[Object pointing dataset rows]
★ ★ ★ ★
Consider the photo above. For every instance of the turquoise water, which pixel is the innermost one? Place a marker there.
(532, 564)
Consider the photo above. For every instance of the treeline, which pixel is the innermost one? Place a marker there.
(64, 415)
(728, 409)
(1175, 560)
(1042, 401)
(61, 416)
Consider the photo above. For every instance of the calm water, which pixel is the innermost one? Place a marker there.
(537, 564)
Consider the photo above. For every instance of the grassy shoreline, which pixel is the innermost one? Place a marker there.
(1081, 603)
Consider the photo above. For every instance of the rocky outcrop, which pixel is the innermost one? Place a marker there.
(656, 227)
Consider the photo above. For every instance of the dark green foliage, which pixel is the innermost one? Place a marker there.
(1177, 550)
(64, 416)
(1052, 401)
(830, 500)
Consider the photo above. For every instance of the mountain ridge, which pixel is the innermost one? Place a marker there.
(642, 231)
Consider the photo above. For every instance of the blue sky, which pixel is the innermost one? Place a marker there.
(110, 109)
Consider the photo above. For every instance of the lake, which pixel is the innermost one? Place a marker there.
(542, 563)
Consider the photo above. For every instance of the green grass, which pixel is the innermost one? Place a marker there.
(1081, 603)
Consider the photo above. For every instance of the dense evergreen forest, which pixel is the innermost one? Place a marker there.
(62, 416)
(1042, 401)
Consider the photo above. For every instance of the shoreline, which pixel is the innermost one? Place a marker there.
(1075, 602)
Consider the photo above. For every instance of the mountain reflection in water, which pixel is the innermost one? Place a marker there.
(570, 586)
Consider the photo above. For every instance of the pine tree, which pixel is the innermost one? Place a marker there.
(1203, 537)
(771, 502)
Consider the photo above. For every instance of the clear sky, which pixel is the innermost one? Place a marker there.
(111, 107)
★ ★ ★ ★
# [WRITTEN PROBLEM]
Retype the data in full and match it exactly.

# [ANSWER]
Consider the photo above. For every instance of the turquoise water, which pixel is the innermost one? Place a marker there.
(532, 564)
Consider the photo above. For every instance of the treeline, which pixel is the innermost one? Place a marker there.
(64, 415)
(728, 409)
(1175, 560)
(1042, 401)
(61, 416)
Consider the photo above. For every instance of the calm water, which pixel is the innermost one? Place a marker there.
(537, 564)
Consider the photo above. For every instance of the grassy shoreline, which pixel is the innermost one? Place a marker there.
(1081, 603)
Consider the photo above. For every instance of the rocky outcrop, which pixel is the innermost one? Place a marker there.
(656, 227)
Consider the photo above. For every instance of the dark green foliage, which pixel is the innermost one? Place a marker there.
(1177, 550)
(64, 416)
(1052, 401)
(830, 500)
Consider the photo above. For every instance of the mountain ridge, which pixel is the innermost one? Place a marker there.
(642, 231)
Consider the photo above. For every instance of the blue sky, which pixel is the innermost one? Place a marker there.
(110, 109)
Consider the photo above. For every instance of the lake, which pixel is the innermost one? Place a marker there.
(542, 563)
Consider the photo above. For every instance of the green grass, which pixel is the innermost one? Place a marker there.
(1081, 603)
Consider the photo above. For every instance of the dense evergreen forest, which pixel is the innermost one? Place a marker there.
(62, 416)
(1042, 401)
Consider the photo above. For every instance of the shoreline, which pixel is the innermost one? Place a marker there.
(1075, 602)
Consider the photo above. For every instance of the mountain reflection in water, which pixel is the innermost one? Place a marker there.
(570, 586)
Consider the photo above. For every instance of the pine tree, which pixel is the innermost one? Place a marker there.
(1203, 537)
(771, 502)
Consider the photo above. For every instance of the clear sky, which pixel is the innermost one? Place a marker there.
(111, 107)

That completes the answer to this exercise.